* Short task *
Repeat the rows word for word, from the first one through the line containing "pixel 179 335", including that line.

Items listed in a dataset
__________________________________________________
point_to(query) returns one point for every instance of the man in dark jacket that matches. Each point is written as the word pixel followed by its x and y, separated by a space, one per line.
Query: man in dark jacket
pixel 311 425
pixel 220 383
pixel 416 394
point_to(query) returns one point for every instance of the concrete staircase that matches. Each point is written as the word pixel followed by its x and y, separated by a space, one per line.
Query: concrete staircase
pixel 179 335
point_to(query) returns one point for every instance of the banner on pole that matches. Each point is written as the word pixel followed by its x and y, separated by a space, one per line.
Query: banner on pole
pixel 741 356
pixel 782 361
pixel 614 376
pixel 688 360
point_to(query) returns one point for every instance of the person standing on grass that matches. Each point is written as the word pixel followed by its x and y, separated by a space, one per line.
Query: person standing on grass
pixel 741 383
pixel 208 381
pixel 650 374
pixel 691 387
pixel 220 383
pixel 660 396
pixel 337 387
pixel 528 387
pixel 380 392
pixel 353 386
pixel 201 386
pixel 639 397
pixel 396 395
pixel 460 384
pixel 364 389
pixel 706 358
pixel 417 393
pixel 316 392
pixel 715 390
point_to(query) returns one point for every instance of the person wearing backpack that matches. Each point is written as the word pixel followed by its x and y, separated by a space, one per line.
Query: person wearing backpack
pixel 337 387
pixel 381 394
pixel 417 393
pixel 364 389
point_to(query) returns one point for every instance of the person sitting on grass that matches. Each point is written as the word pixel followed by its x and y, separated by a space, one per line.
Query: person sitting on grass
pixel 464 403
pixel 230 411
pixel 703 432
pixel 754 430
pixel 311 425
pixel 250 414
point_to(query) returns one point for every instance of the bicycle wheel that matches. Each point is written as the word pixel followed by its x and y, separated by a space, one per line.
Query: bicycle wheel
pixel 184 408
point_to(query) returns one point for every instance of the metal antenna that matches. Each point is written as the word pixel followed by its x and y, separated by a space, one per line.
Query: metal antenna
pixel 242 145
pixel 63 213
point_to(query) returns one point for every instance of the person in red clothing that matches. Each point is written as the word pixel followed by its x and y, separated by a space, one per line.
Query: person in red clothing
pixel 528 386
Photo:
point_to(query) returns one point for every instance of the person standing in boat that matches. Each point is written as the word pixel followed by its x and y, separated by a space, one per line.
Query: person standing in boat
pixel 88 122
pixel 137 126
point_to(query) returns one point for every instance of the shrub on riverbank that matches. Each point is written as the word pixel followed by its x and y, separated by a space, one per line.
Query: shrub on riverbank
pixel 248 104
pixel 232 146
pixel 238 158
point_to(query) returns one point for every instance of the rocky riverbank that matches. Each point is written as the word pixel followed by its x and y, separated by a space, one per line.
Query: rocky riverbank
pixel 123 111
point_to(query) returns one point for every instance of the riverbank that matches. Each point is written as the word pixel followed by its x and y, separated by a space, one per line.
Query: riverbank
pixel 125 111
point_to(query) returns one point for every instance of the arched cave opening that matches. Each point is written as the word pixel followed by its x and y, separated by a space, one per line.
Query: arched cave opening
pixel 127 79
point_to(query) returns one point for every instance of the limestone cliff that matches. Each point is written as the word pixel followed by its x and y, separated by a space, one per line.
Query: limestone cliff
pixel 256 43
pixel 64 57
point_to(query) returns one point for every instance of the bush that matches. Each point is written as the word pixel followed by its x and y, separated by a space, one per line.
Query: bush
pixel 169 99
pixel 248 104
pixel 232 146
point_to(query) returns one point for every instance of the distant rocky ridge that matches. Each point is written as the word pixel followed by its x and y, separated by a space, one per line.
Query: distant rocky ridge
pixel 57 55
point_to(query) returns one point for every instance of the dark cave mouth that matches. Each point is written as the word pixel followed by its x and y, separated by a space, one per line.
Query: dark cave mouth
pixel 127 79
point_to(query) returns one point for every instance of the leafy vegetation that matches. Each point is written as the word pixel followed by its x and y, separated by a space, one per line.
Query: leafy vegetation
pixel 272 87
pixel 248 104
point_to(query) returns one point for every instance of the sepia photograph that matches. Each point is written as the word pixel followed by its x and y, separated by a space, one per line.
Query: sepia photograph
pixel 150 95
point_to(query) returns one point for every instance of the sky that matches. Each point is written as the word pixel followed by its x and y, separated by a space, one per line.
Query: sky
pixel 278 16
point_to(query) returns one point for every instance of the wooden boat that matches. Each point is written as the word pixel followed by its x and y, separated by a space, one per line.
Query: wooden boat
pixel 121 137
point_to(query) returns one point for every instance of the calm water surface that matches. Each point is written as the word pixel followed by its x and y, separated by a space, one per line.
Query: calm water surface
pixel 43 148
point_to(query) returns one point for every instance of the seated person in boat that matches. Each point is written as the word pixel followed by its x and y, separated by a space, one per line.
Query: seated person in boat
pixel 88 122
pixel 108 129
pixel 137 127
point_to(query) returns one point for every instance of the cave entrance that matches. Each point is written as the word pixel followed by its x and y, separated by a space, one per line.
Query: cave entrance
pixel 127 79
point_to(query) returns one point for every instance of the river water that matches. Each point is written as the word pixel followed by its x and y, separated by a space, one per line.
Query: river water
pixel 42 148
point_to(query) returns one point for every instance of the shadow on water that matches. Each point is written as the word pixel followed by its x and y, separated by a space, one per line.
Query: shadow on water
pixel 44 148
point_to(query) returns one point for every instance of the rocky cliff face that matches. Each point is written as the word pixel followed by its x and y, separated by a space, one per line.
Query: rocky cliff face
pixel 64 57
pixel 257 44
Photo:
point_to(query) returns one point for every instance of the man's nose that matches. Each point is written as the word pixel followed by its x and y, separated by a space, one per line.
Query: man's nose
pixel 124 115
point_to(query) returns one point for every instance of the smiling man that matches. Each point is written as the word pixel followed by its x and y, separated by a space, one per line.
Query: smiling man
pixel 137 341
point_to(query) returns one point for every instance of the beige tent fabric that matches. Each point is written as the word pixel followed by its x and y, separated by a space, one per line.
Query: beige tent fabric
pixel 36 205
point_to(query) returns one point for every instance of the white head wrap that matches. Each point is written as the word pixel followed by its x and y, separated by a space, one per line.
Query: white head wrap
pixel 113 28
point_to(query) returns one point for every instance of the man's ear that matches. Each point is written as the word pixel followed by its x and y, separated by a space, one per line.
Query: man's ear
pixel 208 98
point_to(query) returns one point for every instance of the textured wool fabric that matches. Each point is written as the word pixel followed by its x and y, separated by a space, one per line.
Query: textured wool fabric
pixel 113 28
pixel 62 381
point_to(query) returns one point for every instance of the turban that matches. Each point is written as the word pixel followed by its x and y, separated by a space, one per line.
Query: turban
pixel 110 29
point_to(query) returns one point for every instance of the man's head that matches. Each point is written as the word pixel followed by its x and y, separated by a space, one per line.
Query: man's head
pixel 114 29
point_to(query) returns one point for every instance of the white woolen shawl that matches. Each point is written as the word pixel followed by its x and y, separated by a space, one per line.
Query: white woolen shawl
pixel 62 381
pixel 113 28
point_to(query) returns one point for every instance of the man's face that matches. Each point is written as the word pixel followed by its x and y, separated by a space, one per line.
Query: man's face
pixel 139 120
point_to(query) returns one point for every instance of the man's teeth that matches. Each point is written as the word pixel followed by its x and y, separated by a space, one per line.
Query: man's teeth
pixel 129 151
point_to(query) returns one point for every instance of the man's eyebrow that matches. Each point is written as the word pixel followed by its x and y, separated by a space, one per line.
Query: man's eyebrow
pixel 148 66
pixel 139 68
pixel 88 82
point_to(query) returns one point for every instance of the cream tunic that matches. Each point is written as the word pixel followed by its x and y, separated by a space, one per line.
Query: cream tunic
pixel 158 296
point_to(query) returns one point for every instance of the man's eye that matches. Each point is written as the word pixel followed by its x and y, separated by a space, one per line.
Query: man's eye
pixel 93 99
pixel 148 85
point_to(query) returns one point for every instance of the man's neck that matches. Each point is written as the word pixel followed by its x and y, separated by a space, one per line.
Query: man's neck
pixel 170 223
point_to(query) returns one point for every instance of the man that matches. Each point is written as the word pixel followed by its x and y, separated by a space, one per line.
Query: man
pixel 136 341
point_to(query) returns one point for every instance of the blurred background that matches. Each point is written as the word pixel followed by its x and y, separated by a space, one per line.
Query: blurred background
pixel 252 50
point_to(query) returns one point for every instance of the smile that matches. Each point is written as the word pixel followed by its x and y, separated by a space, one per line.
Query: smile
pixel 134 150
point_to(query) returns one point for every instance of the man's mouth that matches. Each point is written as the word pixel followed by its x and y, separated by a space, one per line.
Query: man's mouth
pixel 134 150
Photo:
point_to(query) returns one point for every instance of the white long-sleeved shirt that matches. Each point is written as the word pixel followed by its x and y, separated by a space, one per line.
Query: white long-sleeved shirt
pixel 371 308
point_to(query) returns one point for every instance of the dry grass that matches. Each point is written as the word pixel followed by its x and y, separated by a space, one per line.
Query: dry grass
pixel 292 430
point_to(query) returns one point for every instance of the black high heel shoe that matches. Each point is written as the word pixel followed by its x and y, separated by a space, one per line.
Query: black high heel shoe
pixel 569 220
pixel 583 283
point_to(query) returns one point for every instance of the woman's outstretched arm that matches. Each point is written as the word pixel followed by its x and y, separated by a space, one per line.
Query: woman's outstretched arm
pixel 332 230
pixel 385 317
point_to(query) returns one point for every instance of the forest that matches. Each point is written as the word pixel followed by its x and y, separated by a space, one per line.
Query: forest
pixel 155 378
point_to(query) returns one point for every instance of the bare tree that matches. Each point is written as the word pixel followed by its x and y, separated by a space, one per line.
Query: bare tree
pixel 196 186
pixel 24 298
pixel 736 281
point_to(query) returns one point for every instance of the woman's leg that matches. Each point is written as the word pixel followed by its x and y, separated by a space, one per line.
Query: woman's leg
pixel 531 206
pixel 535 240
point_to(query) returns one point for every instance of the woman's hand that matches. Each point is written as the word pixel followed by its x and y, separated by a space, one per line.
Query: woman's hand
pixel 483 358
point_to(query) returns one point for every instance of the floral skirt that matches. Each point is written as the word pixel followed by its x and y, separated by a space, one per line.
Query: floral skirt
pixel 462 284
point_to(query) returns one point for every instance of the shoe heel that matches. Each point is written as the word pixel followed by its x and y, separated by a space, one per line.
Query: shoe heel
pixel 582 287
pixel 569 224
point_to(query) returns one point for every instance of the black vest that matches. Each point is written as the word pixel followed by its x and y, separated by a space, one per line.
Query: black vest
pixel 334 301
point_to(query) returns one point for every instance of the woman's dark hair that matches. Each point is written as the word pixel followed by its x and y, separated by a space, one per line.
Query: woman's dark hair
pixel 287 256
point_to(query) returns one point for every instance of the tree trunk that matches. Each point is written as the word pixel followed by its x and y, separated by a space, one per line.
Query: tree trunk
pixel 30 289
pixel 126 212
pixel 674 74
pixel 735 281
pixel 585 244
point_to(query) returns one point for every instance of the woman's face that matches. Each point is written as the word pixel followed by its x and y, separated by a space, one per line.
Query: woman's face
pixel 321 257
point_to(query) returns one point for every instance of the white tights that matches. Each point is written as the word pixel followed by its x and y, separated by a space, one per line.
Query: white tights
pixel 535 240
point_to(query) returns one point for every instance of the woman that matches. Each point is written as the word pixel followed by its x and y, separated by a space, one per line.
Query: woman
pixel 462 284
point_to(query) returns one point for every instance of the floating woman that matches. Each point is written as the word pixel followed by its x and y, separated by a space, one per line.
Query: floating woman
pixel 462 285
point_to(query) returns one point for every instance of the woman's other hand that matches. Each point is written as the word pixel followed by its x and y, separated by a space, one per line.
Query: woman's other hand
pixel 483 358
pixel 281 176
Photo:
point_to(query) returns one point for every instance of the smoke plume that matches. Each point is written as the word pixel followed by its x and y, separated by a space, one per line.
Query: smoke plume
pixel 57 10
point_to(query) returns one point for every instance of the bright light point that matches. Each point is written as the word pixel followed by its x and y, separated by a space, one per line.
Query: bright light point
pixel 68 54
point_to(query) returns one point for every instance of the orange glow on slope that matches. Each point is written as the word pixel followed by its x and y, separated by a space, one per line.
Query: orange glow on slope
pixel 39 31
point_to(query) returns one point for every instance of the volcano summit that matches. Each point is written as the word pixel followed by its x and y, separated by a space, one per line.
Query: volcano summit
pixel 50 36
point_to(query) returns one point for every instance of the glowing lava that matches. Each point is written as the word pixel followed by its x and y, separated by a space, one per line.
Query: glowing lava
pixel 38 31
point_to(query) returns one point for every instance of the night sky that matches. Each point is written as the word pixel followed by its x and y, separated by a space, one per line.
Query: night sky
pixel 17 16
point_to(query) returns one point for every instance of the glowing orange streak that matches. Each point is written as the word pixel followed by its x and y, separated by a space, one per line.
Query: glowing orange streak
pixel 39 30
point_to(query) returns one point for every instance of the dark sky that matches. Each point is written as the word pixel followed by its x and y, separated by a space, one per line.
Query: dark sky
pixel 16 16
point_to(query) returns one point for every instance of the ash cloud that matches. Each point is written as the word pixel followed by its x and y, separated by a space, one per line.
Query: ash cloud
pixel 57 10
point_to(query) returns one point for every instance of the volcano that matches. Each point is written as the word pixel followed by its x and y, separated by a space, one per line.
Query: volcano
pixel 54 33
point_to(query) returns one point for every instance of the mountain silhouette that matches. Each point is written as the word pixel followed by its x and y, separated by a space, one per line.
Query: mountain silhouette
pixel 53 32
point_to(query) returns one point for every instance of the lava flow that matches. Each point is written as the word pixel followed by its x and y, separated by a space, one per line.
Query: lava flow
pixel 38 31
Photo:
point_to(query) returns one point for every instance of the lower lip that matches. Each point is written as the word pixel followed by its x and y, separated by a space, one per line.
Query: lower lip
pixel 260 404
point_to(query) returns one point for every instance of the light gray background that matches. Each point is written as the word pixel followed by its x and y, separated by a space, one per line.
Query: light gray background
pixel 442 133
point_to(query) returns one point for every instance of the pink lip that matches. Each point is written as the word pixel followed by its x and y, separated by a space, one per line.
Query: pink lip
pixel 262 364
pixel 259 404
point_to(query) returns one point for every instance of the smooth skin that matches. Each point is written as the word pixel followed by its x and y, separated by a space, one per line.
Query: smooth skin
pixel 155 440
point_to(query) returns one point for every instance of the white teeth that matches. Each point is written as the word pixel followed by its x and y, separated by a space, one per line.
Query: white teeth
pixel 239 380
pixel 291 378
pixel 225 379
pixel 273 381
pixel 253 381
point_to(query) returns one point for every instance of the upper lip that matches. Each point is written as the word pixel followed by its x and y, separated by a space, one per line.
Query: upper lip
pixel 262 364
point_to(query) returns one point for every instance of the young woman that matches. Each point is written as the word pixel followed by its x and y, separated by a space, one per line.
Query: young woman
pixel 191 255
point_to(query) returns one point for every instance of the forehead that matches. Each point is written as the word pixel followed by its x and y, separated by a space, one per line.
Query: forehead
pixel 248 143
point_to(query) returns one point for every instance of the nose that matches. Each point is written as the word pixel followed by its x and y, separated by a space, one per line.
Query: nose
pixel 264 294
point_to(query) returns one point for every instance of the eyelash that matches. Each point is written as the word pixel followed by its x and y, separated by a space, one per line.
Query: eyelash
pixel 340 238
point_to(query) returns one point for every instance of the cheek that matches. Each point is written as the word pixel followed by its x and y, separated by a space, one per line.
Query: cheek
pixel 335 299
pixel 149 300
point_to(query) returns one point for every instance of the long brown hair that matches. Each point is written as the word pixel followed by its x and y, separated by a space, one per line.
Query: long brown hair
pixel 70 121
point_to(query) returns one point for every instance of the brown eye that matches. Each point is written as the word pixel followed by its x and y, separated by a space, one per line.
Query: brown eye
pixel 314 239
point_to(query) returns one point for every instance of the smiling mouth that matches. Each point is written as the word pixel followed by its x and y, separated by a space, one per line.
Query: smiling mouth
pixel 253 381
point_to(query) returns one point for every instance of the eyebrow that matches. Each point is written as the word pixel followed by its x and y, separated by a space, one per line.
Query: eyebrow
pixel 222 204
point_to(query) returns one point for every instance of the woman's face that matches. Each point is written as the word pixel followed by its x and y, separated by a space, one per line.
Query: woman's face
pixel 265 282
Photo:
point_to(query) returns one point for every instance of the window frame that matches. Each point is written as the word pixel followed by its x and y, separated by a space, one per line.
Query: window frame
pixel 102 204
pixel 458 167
__________________________________________________
* Solution for this exercise *
point_to(query) returns one point for every instance of the man in dark jacket that matches. Each point is written as the word pixel followed by its x and y, separated by a space, one per line.
Query: man in dark jacket
pixel 311 425
pixel 220 383
pixel 416 394
point_to(query) returns one point for every instance of the concrete staircase that matches. Each point is written as the word pixel followed by its x and y, separated by a space, one per line.
Query: concrete staircase
pixel 179 335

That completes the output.